Work to be completed => Work out how many lines in the data hold the string "Task". Reply with only that number.

[Data records — start]

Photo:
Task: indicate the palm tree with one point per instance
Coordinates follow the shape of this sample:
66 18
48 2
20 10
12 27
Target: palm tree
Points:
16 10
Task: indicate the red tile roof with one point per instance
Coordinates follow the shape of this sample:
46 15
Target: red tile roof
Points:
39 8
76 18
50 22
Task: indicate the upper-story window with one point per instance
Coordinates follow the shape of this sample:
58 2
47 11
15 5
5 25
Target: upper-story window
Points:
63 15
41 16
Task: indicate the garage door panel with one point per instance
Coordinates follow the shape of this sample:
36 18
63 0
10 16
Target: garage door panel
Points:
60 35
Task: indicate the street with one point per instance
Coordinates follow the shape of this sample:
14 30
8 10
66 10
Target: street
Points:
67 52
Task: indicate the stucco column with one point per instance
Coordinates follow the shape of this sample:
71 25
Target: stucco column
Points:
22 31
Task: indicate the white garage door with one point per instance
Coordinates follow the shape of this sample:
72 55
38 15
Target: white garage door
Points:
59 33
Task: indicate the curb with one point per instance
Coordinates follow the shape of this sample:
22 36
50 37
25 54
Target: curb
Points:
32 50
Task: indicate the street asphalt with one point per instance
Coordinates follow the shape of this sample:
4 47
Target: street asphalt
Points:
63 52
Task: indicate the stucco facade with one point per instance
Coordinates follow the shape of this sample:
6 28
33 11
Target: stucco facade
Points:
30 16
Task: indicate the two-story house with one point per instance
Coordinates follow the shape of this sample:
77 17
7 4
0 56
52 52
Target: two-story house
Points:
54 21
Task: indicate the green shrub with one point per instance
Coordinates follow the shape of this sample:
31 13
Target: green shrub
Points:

[Data records — finish]

Response => 12